What needs to be done: Rescale the records from the first line through the line containing "(1056, 676)", and give only those lines again, requests included. Multiply every point coordinate in the answers by 2.6 and round to whole numbers, with halves rounded up.
--- start ---
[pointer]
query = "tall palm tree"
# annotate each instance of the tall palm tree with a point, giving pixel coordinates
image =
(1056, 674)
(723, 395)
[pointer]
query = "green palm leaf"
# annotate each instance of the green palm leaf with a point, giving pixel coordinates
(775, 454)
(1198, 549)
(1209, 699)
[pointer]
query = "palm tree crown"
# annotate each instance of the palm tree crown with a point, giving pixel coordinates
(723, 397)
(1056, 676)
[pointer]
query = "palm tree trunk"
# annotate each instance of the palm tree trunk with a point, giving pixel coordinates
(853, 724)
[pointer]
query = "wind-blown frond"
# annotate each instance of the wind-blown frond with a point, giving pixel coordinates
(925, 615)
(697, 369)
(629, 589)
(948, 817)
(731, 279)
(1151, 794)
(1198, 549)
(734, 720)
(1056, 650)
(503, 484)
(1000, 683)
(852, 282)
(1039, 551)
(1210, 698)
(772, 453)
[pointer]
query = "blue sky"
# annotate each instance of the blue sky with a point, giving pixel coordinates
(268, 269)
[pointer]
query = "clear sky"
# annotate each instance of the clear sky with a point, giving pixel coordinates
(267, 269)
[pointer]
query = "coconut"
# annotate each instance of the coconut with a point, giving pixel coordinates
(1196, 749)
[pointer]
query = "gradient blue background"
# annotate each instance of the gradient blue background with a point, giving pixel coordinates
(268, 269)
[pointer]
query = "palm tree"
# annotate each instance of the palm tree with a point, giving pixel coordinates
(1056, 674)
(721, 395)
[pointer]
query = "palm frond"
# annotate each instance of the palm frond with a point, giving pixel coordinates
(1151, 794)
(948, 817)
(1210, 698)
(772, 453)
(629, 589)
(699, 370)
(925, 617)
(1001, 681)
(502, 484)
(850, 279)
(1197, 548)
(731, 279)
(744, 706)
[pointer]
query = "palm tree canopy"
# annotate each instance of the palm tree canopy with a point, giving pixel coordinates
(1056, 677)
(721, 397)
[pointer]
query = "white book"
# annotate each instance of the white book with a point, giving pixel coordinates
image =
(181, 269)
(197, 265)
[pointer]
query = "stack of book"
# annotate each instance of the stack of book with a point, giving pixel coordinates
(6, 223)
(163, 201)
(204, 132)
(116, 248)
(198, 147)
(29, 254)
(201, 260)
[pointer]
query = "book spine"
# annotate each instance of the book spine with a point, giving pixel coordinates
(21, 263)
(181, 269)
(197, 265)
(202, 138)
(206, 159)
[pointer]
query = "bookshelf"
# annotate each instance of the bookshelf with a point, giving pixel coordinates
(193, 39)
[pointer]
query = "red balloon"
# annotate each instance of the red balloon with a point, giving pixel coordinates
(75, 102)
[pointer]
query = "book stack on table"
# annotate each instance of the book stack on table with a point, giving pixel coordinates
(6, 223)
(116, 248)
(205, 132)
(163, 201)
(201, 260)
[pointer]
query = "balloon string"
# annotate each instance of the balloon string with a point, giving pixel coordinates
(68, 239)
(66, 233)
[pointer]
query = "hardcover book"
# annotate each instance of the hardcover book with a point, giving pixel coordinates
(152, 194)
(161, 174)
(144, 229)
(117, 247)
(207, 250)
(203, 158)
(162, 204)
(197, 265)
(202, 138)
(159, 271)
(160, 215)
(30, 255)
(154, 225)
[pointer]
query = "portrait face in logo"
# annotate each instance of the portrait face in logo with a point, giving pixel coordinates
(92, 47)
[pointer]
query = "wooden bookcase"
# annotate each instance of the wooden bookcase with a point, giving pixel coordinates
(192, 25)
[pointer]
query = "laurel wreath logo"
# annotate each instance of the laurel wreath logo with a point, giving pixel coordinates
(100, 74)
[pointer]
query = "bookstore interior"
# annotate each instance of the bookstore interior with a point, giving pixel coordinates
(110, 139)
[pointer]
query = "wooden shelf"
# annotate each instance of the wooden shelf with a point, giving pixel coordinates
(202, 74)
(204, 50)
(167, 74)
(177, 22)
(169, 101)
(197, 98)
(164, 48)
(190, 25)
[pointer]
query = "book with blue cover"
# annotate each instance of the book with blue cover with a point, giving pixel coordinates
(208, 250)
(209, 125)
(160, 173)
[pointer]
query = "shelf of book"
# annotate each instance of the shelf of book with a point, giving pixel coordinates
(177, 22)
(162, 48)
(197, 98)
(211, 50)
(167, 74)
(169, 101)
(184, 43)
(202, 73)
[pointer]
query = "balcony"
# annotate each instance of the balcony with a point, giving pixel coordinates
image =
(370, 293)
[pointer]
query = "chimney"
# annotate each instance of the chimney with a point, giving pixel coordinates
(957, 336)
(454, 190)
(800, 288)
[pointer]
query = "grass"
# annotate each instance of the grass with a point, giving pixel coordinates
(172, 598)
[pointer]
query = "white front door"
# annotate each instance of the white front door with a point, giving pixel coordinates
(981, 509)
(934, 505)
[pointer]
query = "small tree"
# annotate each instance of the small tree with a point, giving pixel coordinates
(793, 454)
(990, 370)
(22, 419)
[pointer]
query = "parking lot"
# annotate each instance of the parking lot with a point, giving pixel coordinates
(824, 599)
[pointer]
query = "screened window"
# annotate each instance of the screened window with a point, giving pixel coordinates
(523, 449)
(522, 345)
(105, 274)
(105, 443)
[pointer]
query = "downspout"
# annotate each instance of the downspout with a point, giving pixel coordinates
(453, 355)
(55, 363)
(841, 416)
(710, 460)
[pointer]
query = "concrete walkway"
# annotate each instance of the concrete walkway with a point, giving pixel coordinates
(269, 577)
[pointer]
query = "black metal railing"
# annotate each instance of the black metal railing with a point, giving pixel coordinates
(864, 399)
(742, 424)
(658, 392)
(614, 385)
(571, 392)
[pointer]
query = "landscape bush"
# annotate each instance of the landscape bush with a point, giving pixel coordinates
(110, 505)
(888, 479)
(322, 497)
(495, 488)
--- end ---
Response:
[pointer]
query = "tall palm tree"
# annotate each instance of the tall palm tree with a point, giving pixel coordinates
image =
(2746, 1752)
(1880, 1027)
[pointer]
query = "green palm leaf"
# annotate each instance of the green palm leaf with a point, giving pixel coordinates
(2015, 1180)
(3115, 1427)
(3143, 1817)
[pointer]
query = "palm tree crown"
# annotate each instance of the palm tree crown with a point, giving pixel coordinates
(1880, 1032)
(2746, 1758)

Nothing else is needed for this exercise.